Labeled area outline entries:
>> BEGIN

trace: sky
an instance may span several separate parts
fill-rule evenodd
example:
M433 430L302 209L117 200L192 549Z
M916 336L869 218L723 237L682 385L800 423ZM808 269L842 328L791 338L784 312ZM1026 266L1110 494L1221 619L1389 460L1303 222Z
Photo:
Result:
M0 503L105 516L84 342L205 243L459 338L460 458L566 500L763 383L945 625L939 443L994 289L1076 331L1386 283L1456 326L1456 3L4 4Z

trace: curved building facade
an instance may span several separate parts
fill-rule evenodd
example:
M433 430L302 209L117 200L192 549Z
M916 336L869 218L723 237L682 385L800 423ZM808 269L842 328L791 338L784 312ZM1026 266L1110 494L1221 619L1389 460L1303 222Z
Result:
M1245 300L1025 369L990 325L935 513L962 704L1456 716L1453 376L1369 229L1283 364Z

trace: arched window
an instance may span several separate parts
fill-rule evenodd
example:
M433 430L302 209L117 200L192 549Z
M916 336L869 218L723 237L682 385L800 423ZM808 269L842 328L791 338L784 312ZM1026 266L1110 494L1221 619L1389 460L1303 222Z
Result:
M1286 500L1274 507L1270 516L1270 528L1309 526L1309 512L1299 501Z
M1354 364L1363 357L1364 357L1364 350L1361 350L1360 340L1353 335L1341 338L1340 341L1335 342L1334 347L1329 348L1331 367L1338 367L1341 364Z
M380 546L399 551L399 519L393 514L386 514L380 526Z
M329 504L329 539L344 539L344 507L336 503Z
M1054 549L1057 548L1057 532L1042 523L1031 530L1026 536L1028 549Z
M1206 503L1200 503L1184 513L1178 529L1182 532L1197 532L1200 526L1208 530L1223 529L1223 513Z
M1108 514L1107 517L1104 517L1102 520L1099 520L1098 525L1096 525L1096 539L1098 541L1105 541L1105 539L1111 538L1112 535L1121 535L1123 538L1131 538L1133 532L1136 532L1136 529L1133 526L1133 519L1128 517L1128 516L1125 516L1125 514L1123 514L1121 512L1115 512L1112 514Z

>> END

WHAT YOU HAVE TO DO
Can you put the lines of the records, starting at the beginning and ending at the line that contains "M1245 300L1025 369L990", into a Markdown table with the columns Row and Line, leaving out blank lines?

FULL OUTPUT
| Row | Line |
|---|---|
| 1 | trace: sky |
| 2 | an instance may span several separate parts |
| 3 | fill-rule evenodd |
| 4 | example: |
| 5 | M433 430L302 209L117 200L192 549Z |
| 6 | M916 336L869 218L723 237L682 385L800 423ZM808 269L842 328L791 338L784 312ZM1026 266L1110 494L1221 619L1389 460L1303 222Z |
| 7 | Photo: |
| 8 | Result: |
| 9 | M0 503L105 516L84 342L205 243L459 338L460 458L566 500L763 383L945 625L939 443L994 289L1076 331L1386 283L1456 326L1456 3L4 4Z |
| 10 | trace: curved building facade |
| 11 | an instance may span several separate parts |
| 12 | fill-rule evenodd |
| 13 | example: |
| 14 | M433 430L302 209L117 200L192 549Z |
| 15 | M916 336L869 218L723 237L682 385L800 423ZM808 269L842 328L791 338L784 312ZM1026 266L1110 494L1221 619L1389 460L1303 222Z |
| 16 | Result: |
| 17 | M1245 300L1025 369L990 325L935 513L962 704L1456 716L1453 376L1369 229L1283 364Z |